──────── Texto da página ────────

Na verdade, a morte fora a de seu sósia oficial, ocasião aproveitada pelo general para deflagrar uma impiedosa vingança contra aqueles que tramavam contra seu governo. Aliás, essas escaramuças pelo poder se repetirão muitas vezes ao longo do livro, sempre com o general e sua onisciência quase divina desbaratando seu opositores e massacrando-os com impiedosa crueldade: alguns são lançados vivos aos jacarés, outros são assados e servidos em bandejas aos demais conspiradores, outros têm a pele do corpo arrancada e outros são enviados nus e humilhados em barcaças endereçadas aos países vizinhos. O poder do patriarca é inconteste, avoluma-se e envelhece como ele, sem, contudo, perder viço e temor. 

O que não isenta a ilha de sofrer a influência das potências estrangeiras - e aqui Garcia Márquez reconstrói de modo irônico e mordaz o destino das nações latino-americanas, governadas por ditadores sanguinários que entregam suas riquezas em troca de reconhecimento, apoio militar e dependência. São muitas as nações que desejam, por exemplo, surrupiar o mar do país em troca do pagamento da vultuosa dívida externa, o que acaba inevitavelmente acontecendo. Num traço que evoca o realismo mágico característico e predominante no romance anterior de Gabo, o mar é encaixotado e retirado pelas potências estrangeiras: "(...) levaram o Caribe em abril, levaram-no em peças numeradas os engenheiros náuticos do embaixador Ewig para semeá-lo longe dos furacões nas auroras de sangue e de Arizona (...)". O que não abala o poder do bicentenário ditador, provocando-lhe mais uma nostalgia de ver o mar esverdeado do Caribe a agitar-se diante das janelas da casa presidencial.

Muitas são as mulheres que atravessam (e são atravessadas) a (pela) vida do general e muitos (centenas, milhares) são os filhos bastardos gerados por ele. Nenhum, entretanto, recebe do patriarca a graça de ser nomeado seu sucessor, pois a eternidade do poder não permite a ninguém vislumbrar tal sucessão. Com a exceção do filho que tem com Letícia Nazareno, a única mulher a receber dele o predicado de "esposa". O filho em questão, nascido no exato momento do casamento, é agraciado na mesma pia com o batismo e o título de general das forças armadas da nação. Seu nome, claro, é Emanoel.

──────── Registros fornecidos ────────

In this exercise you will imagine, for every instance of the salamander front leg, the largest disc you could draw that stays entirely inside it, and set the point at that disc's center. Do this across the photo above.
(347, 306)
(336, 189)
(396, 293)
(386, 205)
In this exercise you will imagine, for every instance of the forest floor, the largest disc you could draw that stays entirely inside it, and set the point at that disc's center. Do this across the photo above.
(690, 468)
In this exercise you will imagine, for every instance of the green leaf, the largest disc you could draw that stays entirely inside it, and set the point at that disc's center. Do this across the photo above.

────────

> **Instrução 1**
Verta para o inglês esta frase do texto da página: "O poder do patriarca é inconteste, avoluma-se e envelhece como ele, sem, contudo, perder viço e temor."
> **Instrução 2**
Responda, com base no texto da página:
(a) Em que meio de transporte alguns opositores do general são enviados nus e humilhados aos países vizinhos?
(b) O que as potências estrangeiras levam do país em troca do pagamento da dívida externa?
(c) Qual é o nome do filho que o general tem com Letícia Nazareno?

> **Resposta esperada 1**
The patriarch's power is unchallenged; it swells and grows old as he does, without, however, losing its vigor or the fear it inspires.

> **Resposta esperada 2**
(a) Em barcaças.
(b) O mar do país, o Caribe.
(c) Emanoel.